Return every line of the material below unchanged, in the same order.

Dataset material on where objects are located

+ + + +

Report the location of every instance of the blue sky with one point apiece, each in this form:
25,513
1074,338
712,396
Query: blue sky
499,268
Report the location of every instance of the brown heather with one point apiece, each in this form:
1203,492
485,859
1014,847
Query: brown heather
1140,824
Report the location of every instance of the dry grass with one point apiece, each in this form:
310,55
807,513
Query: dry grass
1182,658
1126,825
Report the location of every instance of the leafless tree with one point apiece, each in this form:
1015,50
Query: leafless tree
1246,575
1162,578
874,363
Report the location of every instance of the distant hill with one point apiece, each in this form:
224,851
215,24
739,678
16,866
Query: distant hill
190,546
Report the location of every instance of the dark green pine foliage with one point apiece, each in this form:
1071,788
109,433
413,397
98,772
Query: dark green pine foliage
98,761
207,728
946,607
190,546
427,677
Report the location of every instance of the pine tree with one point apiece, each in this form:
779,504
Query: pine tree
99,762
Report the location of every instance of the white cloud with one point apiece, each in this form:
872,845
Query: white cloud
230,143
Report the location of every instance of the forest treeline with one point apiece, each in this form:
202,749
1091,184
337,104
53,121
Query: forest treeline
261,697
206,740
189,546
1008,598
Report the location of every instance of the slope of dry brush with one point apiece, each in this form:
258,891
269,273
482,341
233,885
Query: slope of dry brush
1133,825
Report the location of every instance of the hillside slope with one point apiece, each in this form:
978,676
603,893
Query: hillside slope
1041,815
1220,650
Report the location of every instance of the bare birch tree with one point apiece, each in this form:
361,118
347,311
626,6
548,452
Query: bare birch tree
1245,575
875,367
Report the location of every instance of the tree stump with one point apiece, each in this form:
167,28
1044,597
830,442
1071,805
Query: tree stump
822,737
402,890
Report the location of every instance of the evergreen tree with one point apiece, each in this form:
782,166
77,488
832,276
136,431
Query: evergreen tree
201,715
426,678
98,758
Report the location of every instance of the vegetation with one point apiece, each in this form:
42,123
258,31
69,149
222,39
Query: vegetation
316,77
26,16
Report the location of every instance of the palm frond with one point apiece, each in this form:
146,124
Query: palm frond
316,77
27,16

+ + + +

> Finished answer
Report the location of every instance of the blue sky with one point apiece, each in this form:
25,513
1074,338
712,396
Query: blue sky
499,268
Report the location of every instance of the brown heather with one point apiece, each in this form:
1203,492
485,859
1014,847
Query: brown heather
1140,824
Report the location of every instance of the dry grass with one point apiece, each in this form:
310,55
807,513
Query: dry grass
1182,658
1126,825
Report the location of every instance of the leafless tree with one point apiece, each in this form:
1015,50
Query: leafless tree
1246,575
1162,578
874,363
Report the location of every instance of the distant hill with one point apiece, each in this form:
224,851
215,24
739,678
16,866
Query: distant hill
190,546
Report the location of every instance of the dark green pine foliage with one point apiece, each in this form:
1071,788
109,433
413,397
98,772
Query: dark green pine foliage
98,761
207,728
946,607
190,546
427,677
Report the location of every instance of the pine tree with one point apiece, each in this form:
779,504
Query: pine tree
99,762
Report the location of every instance of the white cloud with one point apiece, each in this form:
872,845
Query: white cloud
230,143
Report the location of every instance of the forest treeline with one point apiece, each in this form:
202,749
1091,184
337,104
53,121
Query: forest treeline
261,697
206,740
189,546
1008,598
Report the location of every instance of the slope of dry brush with one point apiece, each in this form:
258,891
269,273
482,341
233,885
Query: slope of dry brush
1133,825
Report the location of every instance of the hillside slope with one point apiece, each in this form:
978,676
603,893
Query: hillside slope
1041,815
1220,650
Report the location of every instance of the bare birch tree with one point apiece, each in this form:
361,118
347,311
626,6
548,452
Query: bare birch tree
1245,575
875,367
Report the location of every instance of the tree stump with one point apiece, each in this form:
167,28
1044,597
830,442
1071,805
Query: tree stump
822,737
402,890
Report the location of every instance of the evergreen tree with one point apiece, each in this form:
782,166
77,488
832,276
136,431
Query: evergreen tree
201,715
426,678
98,758
Report the location of every instance of the vegetation with one point apiece, each in this form:
42,123
258,31
69,149
222,39
Query: vegetation
316,77
26,16
Report the location of every instance of the palm frond with one point apiece, each in this form:
146,124
Query: palm frond
316,77
27,16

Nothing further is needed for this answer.